▶ **Exercise**: Locate each line in the records below that contains the string "shaped" and copy those lines out. Matches must agree in case.

Some records:
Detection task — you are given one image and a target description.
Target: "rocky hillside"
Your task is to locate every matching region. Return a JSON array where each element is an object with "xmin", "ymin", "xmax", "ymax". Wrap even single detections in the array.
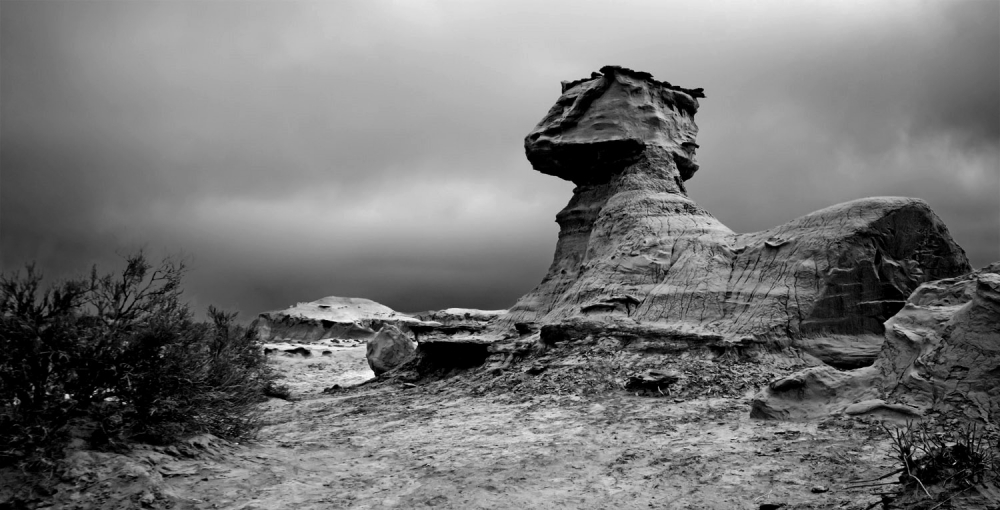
[{"xmin": 498, "ymin": 66, "xmax": 970, "ymax": 350}]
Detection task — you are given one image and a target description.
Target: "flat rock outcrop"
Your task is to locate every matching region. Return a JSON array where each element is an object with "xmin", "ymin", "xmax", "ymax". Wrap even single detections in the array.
[
  {"xmin": 257, "ymin": 296, "xmax": 423, "ymax": 343},
  {"xmin": 751, "ymin": 262, "xmax": 1000, "ymax": 424},
  {"xmin": 497, "ymin": 66, "xmax": 970, "ymax": 350}
]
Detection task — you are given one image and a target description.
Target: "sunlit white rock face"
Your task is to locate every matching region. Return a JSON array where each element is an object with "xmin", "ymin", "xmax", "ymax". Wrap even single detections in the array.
[
  {"xmin": 498, "ymin": 66, "xmax": 970, "ymax": 344},
  {"xmin": 258, "ymin": 296, "xmax": 423, "ymax": 343}
]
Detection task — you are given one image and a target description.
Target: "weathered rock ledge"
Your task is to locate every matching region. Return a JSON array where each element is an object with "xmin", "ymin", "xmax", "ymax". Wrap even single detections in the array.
[{"xmin": 495, "ymin": 66, "xmax": 970, "ymax": 358}]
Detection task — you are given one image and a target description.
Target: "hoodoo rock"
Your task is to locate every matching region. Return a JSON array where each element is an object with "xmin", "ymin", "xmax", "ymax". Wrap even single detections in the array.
[
  {"xmin": 497, "ymin": 66, "xmax": 970, "ymax": 350},
  {"xmin": 751, "ymin": 263, "xmax": 1000, "ymax": 424},
  {"xmin": 258, "ymin": 296, "xmax": 424, "ymax": 343}
]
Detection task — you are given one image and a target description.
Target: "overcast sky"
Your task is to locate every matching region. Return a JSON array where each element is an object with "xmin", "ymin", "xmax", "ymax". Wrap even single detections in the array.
[{"xmin": 0, "ymin": 0, "xmax": 1000, "ymax": 318}]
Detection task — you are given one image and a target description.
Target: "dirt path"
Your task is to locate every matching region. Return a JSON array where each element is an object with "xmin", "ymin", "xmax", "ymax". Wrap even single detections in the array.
[{"xmin": 152, "ymin": 346, "xmax": 893, "ymax": 509}]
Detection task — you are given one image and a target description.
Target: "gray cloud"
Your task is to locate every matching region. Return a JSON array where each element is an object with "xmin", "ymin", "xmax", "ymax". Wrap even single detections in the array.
[{"xmin": 0, "ymin": 1, "xmax": 1000, "ymax": 315}]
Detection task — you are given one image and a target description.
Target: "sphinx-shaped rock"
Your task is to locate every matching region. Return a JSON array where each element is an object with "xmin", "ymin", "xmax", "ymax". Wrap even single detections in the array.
[
  {"xmin": 498, "ymin": 66, "xmax": 969, "ymax": 350},
  {"xmin": 365, "ymin": 324, "xmax": 417, "ymax": 376},
  {"xmin": 751, "ymin": 263, "xmax": 1000, "ymax": 423}
]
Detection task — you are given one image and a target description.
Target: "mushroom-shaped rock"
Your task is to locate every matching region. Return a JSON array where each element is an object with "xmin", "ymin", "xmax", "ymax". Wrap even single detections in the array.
[
  {"xmin": 366, "ymin": 324, "xmax": 417, "ymax": 376},
  {"xmin": 524, "ymin": 66, "xmax": 704, "ymax": 184}
]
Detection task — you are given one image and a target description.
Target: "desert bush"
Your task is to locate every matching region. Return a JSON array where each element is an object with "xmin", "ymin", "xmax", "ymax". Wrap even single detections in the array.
[
  {"xmin": 0, "ymin": 252, "xmax": 274, "ymax": 460},
  {"xmin": 883, "ymin": 422, "xmax": 1000, "ymax": 508}
]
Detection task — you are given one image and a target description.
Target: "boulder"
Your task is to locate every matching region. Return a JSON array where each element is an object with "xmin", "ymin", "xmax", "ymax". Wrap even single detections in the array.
[
  {"xmin": 366, "ymin": 324, "xmax": 417, "ymax": 377},
  {"xmin": 411, "ymin": 308, "xmax": 507, "ymax": 341},
  {"xmin": 257, "ymin": 296, "xmax": 432, "ymax": 343},
  {"xmin": 751, "ymin": 263, "xmax": 1000, "ymax": 424},
  {"xmin": 495, "ymin": 66, "xmax": 970, "ymax": 356}
]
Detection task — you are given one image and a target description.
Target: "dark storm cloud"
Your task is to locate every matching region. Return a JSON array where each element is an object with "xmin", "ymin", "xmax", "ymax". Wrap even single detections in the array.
[{"xmin": 0, "ymin": 1, "xmax": 1000, "ymax": 314}]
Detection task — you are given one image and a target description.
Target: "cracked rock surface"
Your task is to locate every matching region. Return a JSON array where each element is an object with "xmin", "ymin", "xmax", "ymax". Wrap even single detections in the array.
[
  {"xmin": 752, "ymin": 262, "xmax": 1000, "ymax": 423},
  {"xmin": 497, "ymin": 66, "xmax": 970, "ymax": 350}
]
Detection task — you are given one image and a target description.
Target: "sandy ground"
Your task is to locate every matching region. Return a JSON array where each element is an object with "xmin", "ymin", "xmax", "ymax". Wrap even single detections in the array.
[
  {"xmin": 143, "ymin": 347, "xmax": 908, "ymax": 509},
  {"xmin": 3, "ymin": 346, "xmax": 928, "ymax": 510}
]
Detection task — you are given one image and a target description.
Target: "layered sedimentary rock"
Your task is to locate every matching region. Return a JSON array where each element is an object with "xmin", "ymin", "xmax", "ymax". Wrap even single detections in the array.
[
  {"xmin": 413, "ymin": 308, "xmax": 507, "ymax": 339},
  {"xmin": 258, "ymin": 296, "xmax": 423, "ymax": 343},
  {"xmin": 498, "ymin": 66, "xmax": 969, "ymax": 348},
  {"xmin": 752, "ymin": 263, "xmax": 1000, "ymax": 423}
]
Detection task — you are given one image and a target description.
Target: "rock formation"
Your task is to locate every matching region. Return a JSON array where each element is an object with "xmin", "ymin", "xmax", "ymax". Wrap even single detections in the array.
[
  {"xmin": 258, "ymin": 296, "xmax": 422, "ymax": 343},
  {"xmin": 365, "ymin": 324, "xmax": 417, "ymax": 377},
  {"xmin": 497, "ymin": 66, "xmax": 969, "ymax": 350},
  {"xmin": 751, "ymin": 262, "xmax": 1000, "ymax": 424}
]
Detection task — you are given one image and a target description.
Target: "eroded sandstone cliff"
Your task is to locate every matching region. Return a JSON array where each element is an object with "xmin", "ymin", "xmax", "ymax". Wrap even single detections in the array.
[
  {"xmin": 498, "ymin": 66, "xmax": 970, "ymax": 348},
  {"xmin": 258, "ymin": 296, "xmax": 424, "ymax": 343}
]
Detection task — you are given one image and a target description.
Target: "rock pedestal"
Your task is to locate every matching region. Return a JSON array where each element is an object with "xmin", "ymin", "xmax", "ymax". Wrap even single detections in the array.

▶ **Task answer**:
Target: "sphinx-shaped rock"
Target: "mushroom-shaped rock"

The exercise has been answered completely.